── Dataset rows ──
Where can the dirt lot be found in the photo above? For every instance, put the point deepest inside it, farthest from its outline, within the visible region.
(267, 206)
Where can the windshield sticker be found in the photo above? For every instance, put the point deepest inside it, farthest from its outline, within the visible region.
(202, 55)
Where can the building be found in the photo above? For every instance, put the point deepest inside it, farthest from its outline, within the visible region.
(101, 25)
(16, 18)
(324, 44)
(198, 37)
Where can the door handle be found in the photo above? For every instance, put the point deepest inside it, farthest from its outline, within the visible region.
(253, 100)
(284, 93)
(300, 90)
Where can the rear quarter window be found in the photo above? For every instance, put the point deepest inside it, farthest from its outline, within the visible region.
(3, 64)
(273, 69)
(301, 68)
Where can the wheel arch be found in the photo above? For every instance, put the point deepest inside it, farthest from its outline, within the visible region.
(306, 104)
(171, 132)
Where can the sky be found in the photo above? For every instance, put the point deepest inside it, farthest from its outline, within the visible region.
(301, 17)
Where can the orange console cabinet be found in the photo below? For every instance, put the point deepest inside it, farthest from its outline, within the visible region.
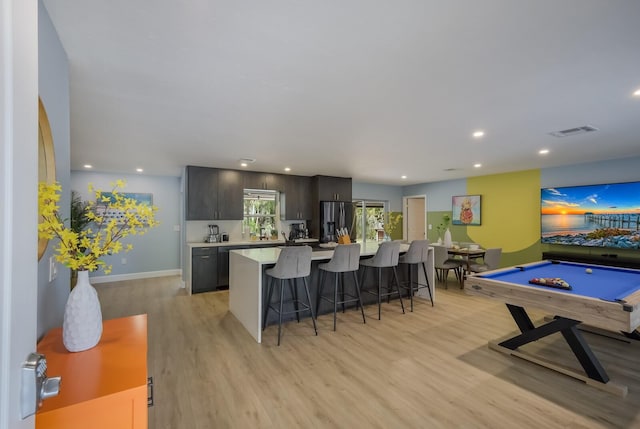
───
(Task instructions):
Write out the stretch of rows from the line containing "Where can the windshield" through the end of the rows, swapping "door handle" for "door latch" and leaving everything else unchanged. Leave the pictures out of your answer.

(The result):
Where can the windshield sticker be found in the photo above? For every instance, put the point deepest inside it, farthest from its outline, within the visible region.
(202, 55)
Where can the building be found in the photo above? For every instance, put the point deepest inside it, farthest from its outline, within the visible region.
(101, 25)
(16, 18)
(324, 44)
(198, 37)
Where can the door latch be found in the photo above? For every instance, put the point deepest inside it, farthest from its outline, within the visible region.
(253, 100)
(284, 93)
(300, 90)
Where can the rear quarter window be found in the photo above? For every instance, put the point deepest inside it, farthest from its outline, within the visible region.
(3, 64)
(273, 69)
(301, 68)
Where can the wheel arch be found in the photo above? For every instance, put the point deepest inside it, farthest from its outline, within the visible region.
(306, 104)
(171, 132)
Where can the sky be found in the photo above? For every instance, put the point deepest inside it, farthest from its outline, within the visible region.
(301, 17)
Where can the orange console cabinet be found in the photo below? For every instance, put the point deepest inside it, farthest from its outline, within the visible region.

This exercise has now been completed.